El testimonio del sacerdote Jean Derobert
Publicado por Patrick Theillier, médico del Santuario de Lourdes
Querido padre:
Me habéis solicitado un resumen por escrito de la evidente protección de la que fui objeto en agosto de 1958, durante la guerra de Argelia.
En aquel momento formaba parte de los servicios sanitarios del ejército. Había observado que, en los momentos importantes de mi vida, el padre Pío, que me había tomado como su hijo espiritual desde 1955, me hacía llegar una carta en la que me prometía su oración y apoyo. Lo hizo antes de mi examen en la Universidad Gregoriana de Roma, y lo volvió a hacer en el momento en que tuve que unirme a los combatientes de Argelia.
El momento del fusilamiento
Una noche, un comando del FLN (Frente de Liberación Nacional argelino) atacó nuestro pueblo y rápidamente fui arrestado. Me llevaron a una puerta junto a otros cinco militares y allí nos fusilaron.
####
- TAREA 1
Devuelve del testimonio de Jean Derobert el fragmento que comienza en "En aquel momento" y termina en "combatientes de Argelia.", sin modificar nada.
- TAREA 2
Responde con datos del testimonio de Jean Derobert:
(a) ¿En qué mes y año se produjo la protección que relata el sacerdote?
(b) ¿Desde qué año lo había tomado el padre Pío como su hijo espiritual?
(c) ¿Cuántos militares fueron llevados a la puerta junto con él?
####
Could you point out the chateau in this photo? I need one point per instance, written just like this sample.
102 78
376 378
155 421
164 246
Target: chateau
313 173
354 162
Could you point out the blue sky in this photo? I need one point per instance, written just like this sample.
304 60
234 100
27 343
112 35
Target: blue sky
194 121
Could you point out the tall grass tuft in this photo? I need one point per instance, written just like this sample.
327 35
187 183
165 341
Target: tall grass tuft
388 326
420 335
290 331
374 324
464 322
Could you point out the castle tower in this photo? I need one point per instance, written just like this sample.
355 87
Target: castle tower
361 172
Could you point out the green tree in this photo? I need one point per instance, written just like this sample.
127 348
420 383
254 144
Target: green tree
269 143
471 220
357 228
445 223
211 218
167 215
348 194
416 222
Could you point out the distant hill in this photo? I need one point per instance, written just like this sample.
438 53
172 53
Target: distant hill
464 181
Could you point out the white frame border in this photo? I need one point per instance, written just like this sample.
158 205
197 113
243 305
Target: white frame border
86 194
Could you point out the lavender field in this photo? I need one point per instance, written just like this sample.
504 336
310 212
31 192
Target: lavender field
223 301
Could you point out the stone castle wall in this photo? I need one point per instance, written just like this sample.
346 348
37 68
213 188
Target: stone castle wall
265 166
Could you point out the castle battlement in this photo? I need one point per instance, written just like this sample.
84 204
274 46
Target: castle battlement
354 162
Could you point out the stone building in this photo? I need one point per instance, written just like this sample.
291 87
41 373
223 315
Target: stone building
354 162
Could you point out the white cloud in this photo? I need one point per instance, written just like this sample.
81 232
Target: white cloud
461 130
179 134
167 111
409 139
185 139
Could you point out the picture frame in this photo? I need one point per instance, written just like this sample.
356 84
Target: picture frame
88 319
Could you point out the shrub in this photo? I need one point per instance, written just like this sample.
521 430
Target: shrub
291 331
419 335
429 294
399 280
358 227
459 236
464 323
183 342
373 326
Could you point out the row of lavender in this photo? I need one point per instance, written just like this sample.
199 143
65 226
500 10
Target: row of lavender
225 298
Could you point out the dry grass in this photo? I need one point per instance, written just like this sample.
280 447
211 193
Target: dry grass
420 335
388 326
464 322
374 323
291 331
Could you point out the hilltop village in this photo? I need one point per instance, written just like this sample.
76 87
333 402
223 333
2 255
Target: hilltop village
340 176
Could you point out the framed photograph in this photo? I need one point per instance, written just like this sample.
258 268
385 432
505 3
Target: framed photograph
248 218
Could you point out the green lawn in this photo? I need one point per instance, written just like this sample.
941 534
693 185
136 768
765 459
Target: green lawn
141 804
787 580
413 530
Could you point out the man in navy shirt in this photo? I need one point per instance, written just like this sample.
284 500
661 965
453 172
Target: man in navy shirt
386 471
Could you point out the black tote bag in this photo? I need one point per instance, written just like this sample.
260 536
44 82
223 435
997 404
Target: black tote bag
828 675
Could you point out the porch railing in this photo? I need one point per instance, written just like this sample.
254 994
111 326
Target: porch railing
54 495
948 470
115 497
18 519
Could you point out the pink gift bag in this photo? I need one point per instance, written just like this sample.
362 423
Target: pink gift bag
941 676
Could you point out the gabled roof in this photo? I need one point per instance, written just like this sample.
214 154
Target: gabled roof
####
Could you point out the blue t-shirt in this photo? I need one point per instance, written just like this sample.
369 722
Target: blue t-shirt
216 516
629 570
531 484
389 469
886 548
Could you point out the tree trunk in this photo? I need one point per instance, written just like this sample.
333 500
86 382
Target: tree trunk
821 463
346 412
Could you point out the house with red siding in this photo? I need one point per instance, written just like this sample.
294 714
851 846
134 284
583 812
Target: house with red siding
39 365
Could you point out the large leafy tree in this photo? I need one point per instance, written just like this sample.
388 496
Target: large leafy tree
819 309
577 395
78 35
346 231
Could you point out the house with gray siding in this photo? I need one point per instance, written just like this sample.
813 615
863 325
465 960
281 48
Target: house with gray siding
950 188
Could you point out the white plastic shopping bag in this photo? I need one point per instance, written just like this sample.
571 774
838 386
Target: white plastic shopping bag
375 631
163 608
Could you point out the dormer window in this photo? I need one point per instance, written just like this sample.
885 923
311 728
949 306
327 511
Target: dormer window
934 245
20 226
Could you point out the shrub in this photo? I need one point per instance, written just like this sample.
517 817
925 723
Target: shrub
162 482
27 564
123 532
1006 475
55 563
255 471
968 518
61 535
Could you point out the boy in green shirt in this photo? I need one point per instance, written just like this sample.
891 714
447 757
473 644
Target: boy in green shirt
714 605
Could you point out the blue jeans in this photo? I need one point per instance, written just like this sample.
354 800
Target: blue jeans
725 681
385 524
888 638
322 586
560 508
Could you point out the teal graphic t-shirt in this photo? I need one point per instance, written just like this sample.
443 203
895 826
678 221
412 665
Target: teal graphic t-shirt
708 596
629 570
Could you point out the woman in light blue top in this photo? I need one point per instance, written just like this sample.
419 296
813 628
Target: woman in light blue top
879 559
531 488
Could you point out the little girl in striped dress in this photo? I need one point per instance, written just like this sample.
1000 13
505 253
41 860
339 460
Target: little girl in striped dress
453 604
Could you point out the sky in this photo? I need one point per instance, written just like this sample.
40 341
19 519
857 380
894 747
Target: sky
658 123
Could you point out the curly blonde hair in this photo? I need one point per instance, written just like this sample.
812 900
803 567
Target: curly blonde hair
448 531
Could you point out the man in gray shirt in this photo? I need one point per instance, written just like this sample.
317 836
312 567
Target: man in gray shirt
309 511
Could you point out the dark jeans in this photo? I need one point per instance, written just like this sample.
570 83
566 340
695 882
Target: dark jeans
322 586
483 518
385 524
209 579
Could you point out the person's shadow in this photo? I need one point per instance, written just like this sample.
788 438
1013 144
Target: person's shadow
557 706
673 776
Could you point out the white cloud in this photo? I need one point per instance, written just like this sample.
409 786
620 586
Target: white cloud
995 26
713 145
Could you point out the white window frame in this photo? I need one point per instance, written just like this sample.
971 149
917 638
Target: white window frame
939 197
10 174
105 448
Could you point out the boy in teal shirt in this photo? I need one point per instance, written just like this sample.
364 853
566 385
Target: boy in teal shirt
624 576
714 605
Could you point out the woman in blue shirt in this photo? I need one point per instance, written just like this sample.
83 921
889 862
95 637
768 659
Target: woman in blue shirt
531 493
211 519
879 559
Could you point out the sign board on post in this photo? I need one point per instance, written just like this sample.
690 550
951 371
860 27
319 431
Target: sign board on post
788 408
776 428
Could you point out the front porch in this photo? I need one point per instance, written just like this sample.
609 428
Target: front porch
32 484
####
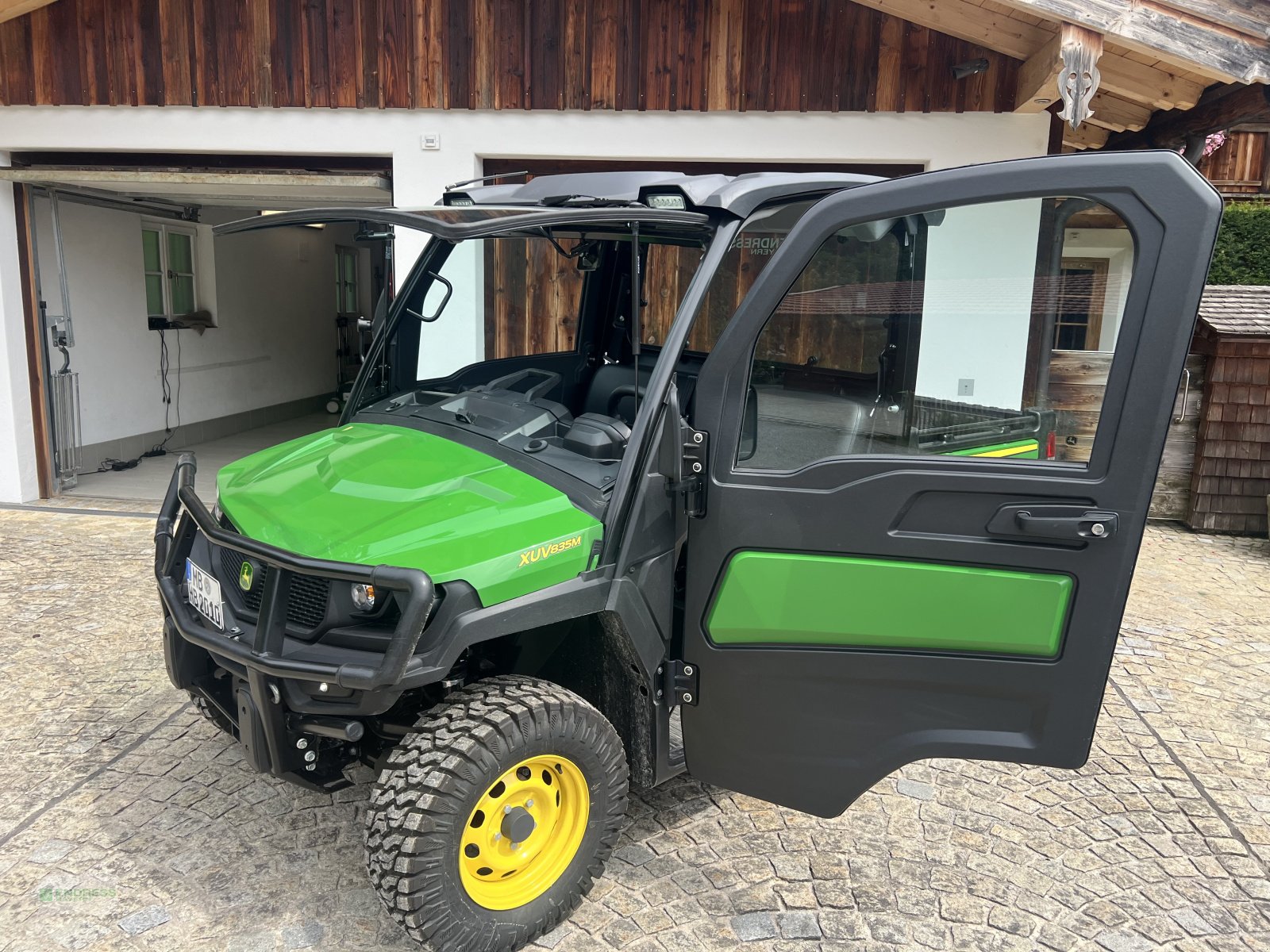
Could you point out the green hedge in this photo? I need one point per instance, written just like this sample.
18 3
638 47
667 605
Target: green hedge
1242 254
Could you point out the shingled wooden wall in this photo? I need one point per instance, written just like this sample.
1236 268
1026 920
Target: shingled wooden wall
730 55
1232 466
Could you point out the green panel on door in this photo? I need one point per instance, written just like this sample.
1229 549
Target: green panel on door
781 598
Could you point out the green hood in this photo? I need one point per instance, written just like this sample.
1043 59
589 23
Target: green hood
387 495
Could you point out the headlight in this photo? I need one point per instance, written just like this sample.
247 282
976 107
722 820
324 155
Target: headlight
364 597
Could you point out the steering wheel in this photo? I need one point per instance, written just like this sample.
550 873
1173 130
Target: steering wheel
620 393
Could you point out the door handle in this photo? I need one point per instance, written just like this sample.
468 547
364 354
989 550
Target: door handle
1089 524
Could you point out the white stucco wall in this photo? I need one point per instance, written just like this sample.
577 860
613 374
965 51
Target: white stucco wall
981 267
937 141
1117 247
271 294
####
- RESPUESTA 1
En aquel momento formaba parte de los servicios sanitarios del ejército. Había observado que, en los momentos importantes de mi vida, el padre Pío, que me había tomado como su hijo espiritual desde 1955, me hacía llegar una carta en la que me prometía su oración y apoyo. Lo hizo antes de mi examen en la Universidad Gregoriana de Roma, y lo volvió a hacer en el momento en que tuve que unirme a los combatientes de Argelia.

- RESPUESTA 2
(a) En agosto de 1958.
(b) Desde 1955.
(c) Cinco.